**EXERCISE AIM:** Would you mind restating all of the records word for word, skipping the pictures?

**DATASET ENTRIES:**
↓

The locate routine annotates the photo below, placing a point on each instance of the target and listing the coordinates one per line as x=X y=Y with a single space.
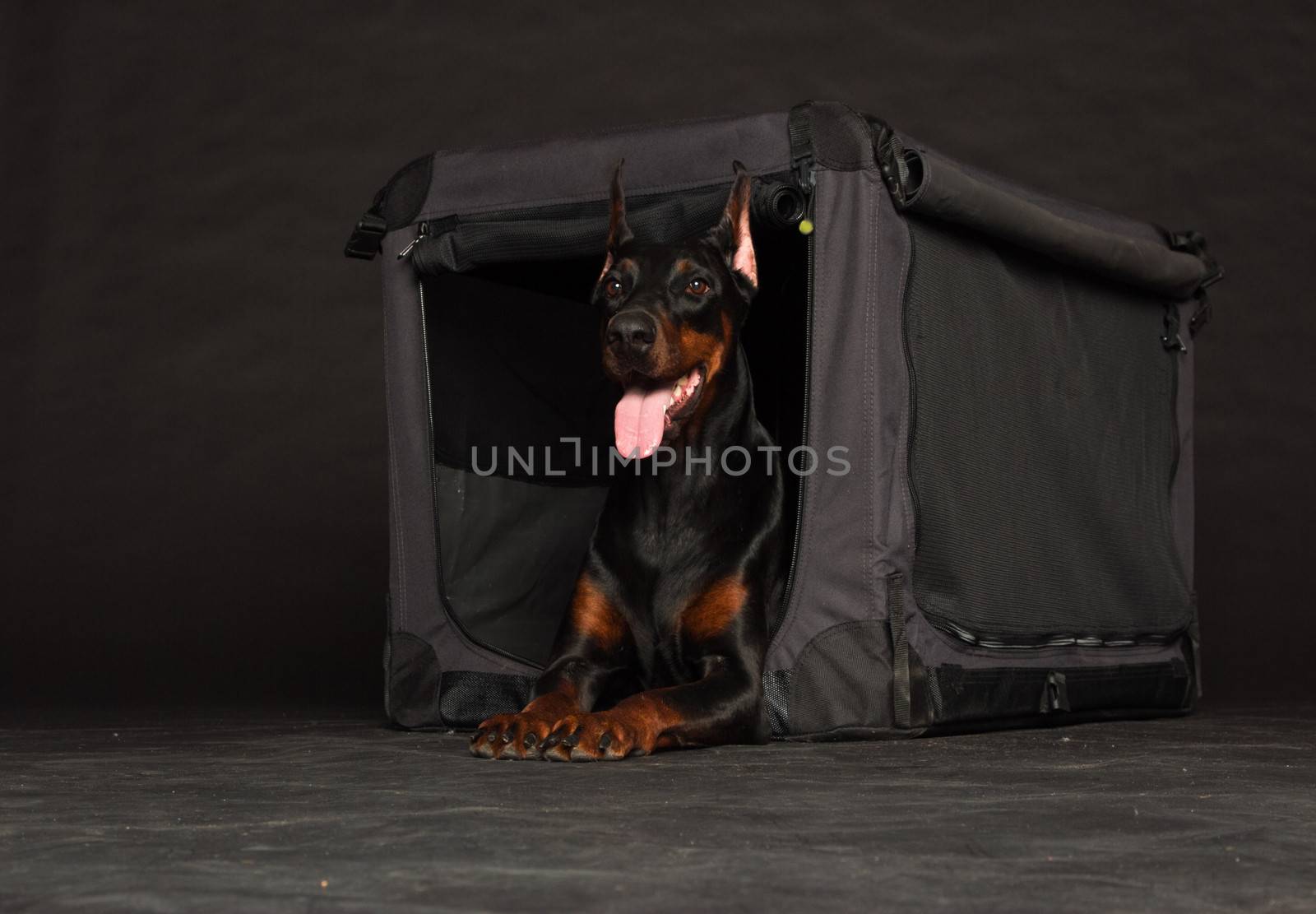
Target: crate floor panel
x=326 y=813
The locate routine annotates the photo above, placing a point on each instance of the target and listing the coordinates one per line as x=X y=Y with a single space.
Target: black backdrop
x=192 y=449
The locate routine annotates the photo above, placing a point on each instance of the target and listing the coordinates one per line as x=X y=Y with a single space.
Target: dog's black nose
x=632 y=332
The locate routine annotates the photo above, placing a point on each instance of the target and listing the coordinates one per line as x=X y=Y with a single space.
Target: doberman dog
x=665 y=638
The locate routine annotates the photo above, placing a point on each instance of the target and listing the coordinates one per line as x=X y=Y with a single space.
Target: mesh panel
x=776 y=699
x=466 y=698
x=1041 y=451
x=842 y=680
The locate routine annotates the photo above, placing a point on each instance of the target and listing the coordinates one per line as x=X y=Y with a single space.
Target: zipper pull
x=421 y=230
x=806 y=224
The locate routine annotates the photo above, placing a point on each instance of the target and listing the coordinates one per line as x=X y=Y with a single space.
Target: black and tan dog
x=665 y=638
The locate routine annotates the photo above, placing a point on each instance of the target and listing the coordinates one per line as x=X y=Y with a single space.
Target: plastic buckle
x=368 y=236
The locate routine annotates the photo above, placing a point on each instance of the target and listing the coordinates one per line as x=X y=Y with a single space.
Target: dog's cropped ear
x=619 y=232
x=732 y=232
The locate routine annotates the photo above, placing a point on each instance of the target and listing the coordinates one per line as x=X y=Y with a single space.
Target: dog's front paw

↑

**EXPECTED ANSWER:**
The locate routine annotates the photo below, placing a point on each instance of the target and listing the coordinates one per line as x=X y=Y with a single space.
Target: crate floor panel
x=326 y=813
The locate routine annotates the photo above, placing a point on each instance of the target and listing the coordinates one per line as x=X y=Y with a single space.
Target: black backdrop
x=192 y=449
The locate routine annotates the photo above, placing a point on each instance of the target and listing the coordinates one per line as x=X y=Y with a single space.
Target: dog's black nose
x=632 y=332
The locate routine annotates the photo above, placing a point on each instance of the target and listing the coordinates one per line as x=X y=Y with a single space.
Target: doberman dog
x=665 y=638
The locate routine annotates the photo above, placing a point on each instance of the target and listing the coordinates one per line as x=X y=Y with a single space.
Target: mesh panel
x=776 y=699
x=466 y=698
x=1041 y=451
x=842 y=680
The locate routine annotates the photo above, placing a point on each instance of the target and listing the coordinates one per line as x=X y=Y with a single space.
Target: zipper pull
x=421 y=230
x=806 y=224
The locate routine annotates the photo above, placing a point on each instance of the target and listing the coordinates one per line as x=X y=Y with a single space.
Target: black and tan dog
x=665 y=638
The locate routine annotates the photo above, placing a point on each instance of the target and listing the coordinates one per line as x=X y=Y with a single space.
Target: plastic buckle
x=368 y=236
The locate routine annotates the photo above, placing a point on each instance of the target and listing the coordinates one per line as x=X y=Y with a single space.
Target: dog's cropped ear
x=619 y=232
x=732 y=232
The locate routine annotates the photo above, placing a point on each instance of the target and listing the coordinates one per line as x=X y=Y with a single space.
Target: dog's front paw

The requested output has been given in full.